* KUTIPAN DOKUMEN
- - - - - - -

Larangan hijab di wilayah selatan Rusia Stavropol telah memeras penduduk Muslim di daerah tersebut, memaksa banyak dari mereka untuk menyekolahkan anak perempuannya ke kabupaten tetangga untuk bisa mengenakan pakaian syar’i mereka atau memberi mereka home schooling.
“Jika mereka berpikir bahwa karena sesuatu terjadi dengan putri saya, saya akan melupakan agama saya – saya katakan, tidak, agama adalah tujuan dari hidup saya,” kata Ali Salikhov, seorang ayah Muslim, kepada The New York Times pada Selasa (19/3/2013).
“Selama 70 tahun mereka mengajarkan kami bahwa tidak ada Tuhan, tapi itu sudah berlalu, dan ini juga akan berlalu. Dalam 20 tahun mendatang mereka akan lupa bahwa hijab pernah dilarang di Rusia.”
Putri Salikhov telah dilarang mengenakan kerudung setelah sekolah mereka di desa Kara-Tyube melarang pakaian muslim pada Oktober 2012.
Meskipun pada awalnya mereka diizinkan untuk menghadiri sekolah mereka pada bulan September dengan mengenakan kerudung, mereka kemudian diberitahu bahwa mereka tidak akan diizinkan masuk kecuali jika mereka menanggalkan kerudung mereka.
Masalah ini menarik perhatian media setelah kepala sekolah Rusia mereka yang keras menjadi “pahlawan” karena menolak mengakui anak-anak yang ke sekolah dengan kerudung.

- - - - - - -

* TUJUAN TUGAS A
Ubah baris-baris entri di antara baris yang memuat "Where can you spot the dark" dan baris yang memuat "Where can you spot the horizon", termasuk kedua baris tersebut, menjadi daftar bernomor tanpa baris kosong.

* ENTRI HASIL EKSTRAKSI
- - - - - - -

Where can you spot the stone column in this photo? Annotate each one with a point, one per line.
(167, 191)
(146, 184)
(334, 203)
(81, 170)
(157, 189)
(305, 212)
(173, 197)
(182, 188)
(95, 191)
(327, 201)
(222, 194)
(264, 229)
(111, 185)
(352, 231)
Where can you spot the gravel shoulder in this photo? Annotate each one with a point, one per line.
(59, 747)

- - - - - - -

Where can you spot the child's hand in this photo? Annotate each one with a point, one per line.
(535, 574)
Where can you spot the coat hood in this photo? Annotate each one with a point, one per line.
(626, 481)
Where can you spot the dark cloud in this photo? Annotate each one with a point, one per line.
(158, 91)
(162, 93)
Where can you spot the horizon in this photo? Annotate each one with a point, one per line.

- - - - - - -

* TUJUAN TUGAS B
Tulis ulang paragraf dalam kutipan dokumen yang diawali "Putri Salikhov telah dilarang" dalam kalimat yang lebih ringkas tanpa menghilangkan fakta utamanya.

* PENYELESAIAN LENGKAP A
1. Where can you spot the dark cloud in this photo? Annotate each one with a point, one per line.
2. (158, 91)
3. (162, 93)
4. Where can you spot the horizon in this photo? Annotate each one with a point, one per line.

* PENYELESAIAN LENGKAP B
Sejak Oktober 2012, putri Salikhov tidak boleh berkerudung karena sekolah mereka di desa Kara-Tyube melarang pakaian muslim.